Put the entries below into a Markdown table with two columns, No. and Line. Include only the lines from the one containing "Quality assurance note: the wooden" through the one containing "[[411, 195, 426, 260], [328, 188, 343, 244]]", number each row, and leave out blank lines.
***** PROVIDED RECORDS
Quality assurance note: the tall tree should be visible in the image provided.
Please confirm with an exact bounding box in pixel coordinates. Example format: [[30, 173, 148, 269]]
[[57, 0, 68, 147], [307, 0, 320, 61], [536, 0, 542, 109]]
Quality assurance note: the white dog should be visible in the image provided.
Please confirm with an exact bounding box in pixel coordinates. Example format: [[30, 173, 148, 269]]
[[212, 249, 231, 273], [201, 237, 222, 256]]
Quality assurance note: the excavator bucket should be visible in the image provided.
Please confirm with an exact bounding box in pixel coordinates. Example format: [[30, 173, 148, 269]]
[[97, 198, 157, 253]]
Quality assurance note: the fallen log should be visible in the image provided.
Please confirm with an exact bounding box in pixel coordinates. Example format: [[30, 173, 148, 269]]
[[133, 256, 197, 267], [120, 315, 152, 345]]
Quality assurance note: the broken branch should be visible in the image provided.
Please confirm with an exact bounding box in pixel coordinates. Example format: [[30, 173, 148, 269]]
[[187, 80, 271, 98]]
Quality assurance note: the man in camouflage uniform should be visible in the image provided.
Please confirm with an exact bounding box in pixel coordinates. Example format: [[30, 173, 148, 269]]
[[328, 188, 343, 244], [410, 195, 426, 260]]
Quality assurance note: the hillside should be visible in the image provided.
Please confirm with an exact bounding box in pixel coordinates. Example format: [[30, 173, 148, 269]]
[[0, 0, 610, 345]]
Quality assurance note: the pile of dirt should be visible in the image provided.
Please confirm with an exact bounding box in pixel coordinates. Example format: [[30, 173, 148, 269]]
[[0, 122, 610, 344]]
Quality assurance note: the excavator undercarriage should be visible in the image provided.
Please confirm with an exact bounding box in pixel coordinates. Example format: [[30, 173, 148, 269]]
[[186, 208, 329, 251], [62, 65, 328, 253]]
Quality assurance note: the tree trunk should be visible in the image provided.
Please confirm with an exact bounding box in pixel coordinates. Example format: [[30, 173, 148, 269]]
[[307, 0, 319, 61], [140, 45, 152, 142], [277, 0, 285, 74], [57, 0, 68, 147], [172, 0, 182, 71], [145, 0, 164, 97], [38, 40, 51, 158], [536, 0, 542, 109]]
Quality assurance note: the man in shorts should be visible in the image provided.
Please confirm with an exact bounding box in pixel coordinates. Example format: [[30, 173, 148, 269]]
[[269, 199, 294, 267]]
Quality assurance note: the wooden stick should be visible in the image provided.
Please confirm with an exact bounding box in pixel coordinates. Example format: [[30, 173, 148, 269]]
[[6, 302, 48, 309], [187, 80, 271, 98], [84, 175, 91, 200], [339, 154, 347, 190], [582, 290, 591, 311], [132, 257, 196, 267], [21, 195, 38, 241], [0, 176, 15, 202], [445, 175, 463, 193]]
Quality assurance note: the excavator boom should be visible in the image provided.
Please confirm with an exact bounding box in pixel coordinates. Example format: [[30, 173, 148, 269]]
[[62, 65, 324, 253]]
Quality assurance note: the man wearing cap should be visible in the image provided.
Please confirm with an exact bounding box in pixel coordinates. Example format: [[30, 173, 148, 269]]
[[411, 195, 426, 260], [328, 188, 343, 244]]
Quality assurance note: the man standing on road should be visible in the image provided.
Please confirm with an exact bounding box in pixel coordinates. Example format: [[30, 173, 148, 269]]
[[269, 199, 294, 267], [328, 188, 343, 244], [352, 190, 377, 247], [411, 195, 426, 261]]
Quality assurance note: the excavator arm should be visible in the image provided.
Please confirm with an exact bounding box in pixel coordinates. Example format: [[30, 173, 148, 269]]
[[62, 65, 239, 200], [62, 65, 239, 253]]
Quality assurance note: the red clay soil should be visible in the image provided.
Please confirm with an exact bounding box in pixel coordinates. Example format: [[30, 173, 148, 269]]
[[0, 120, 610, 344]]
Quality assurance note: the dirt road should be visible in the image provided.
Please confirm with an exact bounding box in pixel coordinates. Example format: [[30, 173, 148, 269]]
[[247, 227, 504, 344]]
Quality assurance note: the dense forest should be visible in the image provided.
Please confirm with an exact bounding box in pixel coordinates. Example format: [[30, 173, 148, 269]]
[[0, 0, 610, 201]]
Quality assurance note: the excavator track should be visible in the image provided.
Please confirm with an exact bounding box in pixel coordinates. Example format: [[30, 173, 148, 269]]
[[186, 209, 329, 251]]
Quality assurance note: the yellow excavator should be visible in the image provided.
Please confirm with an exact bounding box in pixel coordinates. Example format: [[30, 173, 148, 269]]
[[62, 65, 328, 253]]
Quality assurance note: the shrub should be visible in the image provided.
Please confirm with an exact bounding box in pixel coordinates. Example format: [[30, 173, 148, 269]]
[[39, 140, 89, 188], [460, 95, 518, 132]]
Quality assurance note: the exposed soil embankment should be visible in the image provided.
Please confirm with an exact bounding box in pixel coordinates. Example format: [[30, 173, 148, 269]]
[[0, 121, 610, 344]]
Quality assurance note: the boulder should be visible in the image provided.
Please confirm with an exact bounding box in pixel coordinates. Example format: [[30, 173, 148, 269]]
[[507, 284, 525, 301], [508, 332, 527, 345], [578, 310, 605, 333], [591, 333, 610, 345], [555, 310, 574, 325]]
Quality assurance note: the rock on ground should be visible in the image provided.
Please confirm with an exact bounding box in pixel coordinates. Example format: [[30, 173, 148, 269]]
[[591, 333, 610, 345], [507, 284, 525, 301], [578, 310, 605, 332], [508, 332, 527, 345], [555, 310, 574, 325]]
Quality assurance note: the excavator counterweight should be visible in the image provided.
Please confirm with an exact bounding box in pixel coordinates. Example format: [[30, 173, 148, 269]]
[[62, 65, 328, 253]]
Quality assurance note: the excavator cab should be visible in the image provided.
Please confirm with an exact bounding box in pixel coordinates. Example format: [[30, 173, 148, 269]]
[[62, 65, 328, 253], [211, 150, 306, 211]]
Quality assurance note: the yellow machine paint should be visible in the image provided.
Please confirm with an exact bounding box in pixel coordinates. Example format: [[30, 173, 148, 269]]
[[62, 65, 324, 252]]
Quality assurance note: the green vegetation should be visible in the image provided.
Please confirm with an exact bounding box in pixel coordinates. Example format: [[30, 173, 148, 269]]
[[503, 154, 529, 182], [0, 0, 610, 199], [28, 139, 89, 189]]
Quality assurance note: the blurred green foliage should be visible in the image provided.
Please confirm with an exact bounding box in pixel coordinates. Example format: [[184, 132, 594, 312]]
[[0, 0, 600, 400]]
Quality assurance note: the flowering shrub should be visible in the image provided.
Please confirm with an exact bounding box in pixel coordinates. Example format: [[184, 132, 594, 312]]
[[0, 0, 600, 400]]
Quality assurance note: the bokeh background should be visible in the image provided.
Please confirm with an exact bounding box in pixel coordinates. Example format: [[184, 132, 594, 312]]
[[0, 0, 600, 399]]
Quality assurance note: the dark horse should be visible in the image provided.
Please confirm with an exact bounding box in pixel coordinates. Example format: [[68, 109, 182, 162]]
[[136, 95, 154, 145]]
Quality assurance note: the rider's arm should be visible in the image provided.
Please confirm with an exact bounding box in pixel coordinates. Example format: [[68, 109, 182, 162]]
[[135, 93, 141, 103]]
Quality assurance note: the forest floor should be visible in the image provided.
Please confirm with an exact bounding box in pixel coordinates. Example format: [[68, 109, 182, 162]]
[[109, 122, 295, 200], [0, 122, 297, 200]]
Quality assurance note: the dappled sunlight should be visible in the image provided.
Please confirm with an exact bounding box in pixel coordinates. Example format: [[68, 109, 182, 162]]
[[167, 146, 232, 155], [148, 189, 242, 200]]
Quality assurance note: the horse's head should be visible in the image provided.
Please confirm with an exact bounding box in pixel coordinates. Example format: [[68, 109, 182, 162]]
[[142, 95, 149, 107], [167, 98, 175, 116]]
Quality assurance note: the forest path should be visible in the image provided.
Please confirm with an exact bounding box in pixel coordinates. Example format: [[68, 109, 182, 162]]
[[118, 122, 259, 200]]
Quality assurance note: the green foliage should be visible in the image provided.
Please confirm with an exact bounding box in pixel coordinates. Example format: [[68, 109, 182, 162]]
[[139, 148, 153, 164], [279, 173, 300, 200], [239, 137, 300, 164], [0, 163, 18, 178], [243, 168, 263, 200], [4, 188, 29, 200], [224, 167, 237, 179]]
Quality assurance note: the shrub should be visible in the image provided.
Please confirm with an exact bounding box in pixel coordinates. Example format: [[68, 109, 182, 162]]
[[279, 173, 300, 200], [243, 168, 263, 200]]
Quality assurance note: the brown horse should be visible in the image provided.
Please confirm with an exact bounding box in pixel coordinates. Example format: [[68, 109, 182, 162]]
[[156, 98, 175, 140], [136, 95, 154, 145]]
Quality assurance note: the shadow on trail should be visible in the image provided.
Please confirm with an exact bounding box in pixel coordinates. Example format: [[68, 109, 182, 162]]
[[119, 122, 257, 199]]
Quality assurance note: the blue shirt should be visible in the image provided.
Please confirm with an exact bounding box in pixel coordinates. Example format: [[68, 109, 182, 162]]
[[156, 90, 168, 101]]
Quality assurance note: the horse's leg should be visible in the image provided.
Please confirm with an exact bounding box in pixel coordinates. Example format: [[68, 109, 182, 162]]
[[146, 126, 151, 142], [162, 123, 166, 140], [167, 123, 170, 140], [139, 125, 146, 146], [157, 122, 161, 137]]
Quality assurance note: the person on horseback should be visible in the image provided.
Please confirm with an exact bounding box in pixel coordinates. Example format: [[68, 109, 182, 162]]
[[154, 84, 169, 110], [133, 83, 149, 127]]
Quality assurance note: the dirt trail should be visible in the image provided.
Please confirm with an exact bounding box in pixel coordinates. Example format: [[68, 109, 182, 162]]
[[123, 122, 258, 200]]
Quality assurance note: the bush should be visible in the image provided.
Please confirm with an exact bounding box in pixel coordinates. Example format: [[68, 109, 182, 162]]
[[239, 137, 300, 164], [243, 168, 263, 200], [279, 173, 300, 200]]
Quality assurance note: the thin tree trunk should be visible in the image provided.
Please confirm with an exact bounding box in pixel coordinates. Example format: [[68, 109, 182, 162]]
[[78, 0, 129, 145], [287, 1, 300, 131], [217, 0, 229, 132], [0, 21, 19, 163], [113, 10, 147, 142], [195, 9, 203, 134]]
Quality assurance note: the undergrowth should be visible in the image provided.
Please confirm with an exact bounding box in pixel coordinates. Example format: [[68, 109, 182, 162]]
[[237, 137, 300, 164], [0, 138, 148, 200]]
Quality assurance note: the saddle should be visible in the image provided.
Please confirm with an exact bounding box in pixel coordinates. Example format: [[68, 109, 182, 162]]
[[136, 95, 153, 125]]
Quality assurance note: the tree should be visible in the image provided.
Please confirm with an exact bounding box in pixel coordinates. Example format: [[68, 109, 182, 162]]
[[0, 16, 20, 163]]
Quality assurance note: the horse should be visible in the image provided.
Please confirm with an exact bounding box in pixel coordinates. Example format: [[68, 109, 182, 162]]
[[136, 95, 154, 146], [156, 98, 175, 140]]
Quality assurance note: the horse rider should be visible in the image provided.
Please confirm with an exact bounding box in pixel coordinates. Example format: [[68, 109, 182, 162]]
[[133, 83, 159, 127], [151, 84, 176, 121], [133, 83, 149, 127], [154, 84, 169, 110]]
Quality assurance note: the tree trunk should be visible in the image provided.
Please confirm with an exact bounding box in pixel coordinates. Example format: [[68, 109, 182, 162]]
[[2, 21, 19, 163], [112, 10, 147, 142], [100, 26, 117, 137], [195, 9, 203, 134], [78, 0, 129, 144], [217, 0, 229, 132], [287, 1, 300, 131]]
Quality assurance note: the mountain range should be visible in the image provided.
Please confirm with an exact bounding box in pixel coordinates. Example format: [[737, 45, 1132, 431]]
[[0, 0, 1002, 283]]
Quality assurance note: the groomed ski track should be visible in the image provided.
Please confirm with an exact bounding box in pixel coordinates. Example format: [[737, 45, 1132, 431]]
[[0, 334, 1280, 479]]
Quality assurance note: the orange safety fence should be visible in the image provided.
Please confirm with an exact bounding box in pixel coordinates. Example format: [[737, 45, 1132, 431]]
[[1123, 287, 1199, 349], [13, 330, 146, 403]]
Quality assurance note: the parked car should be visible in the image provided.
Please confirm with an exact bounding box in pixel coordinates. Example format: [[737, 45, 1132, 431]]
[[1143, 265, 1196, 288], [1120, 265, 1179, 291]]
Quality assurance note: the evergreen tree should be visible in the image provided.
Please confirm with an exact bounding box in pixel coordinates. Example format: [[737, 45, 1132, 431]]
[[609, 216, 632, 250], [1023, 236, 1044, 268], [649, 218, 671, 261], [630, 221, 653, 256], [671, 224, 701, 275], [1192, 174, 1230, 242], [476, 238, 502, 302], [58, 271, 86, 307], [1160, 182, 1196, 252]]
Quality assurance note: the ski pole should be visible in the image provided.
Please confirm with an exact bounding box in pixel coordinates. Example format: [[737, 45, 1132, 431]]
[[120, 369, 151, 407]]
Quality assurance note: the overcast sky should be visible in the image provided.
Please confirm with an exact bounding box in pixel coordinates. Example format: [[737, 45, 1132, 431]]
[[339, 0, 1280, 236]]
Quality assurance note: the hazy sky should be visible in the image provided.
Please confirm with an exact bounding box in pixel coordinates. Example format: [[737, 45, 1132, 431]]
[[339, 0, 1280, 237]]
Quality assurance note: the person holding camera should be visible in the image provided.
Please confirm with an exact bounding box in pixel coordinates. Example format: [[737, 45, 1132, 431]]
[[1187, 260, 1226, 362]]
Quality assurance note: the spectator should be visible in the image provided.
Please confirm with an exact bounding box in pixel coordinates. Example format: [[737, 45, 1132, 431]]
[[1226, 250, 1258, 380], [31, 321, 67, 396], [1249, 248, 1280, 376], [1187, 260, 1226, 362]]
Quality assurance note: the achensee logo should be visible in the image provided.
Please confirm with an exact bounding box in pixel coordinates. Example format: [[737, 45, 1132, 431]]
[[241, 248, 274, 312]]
**********
### SOLUTION FOR THIS PROBLEM
| No. | Line |
|---|---|
| 1 | Quality assurance note: the wooden stick should be visible in the image provided. |
| 2 | Please confirm with an exact bounding box in pixel coordinates. Example format: [[30, 173, 148, 269]] |
| 3 | [[6, 302, 48, 309], [187, 80, 271, 98], [84, 175, 91, 200], [339, 154, 347, 190], [582, 290, 591, 311], [132, 257, 196, 267], [21, 195, 38, 241], [0, 176, 15, 202], [445, 175, 463, 193]] |
| 4 | Quality assurance note: the excavator boom should be visible in the image provided. |
| 5 | Please confirm with an exact bounding box in pixel coordinates. Example format: [[30, 173, 148, 269]] |
| 6 | [[62, 65, 324, 253]] |
| 7 | Quality assurance note: the man wearing cap should be visible in the image provided. |
| 8 | Please confirm with an exact bounding box in pixel coordinates. Example format: [[30, 173, 148, 269]] |
| 9 | [[411, 195, 426, 260], [328, 188, 343, 244]] |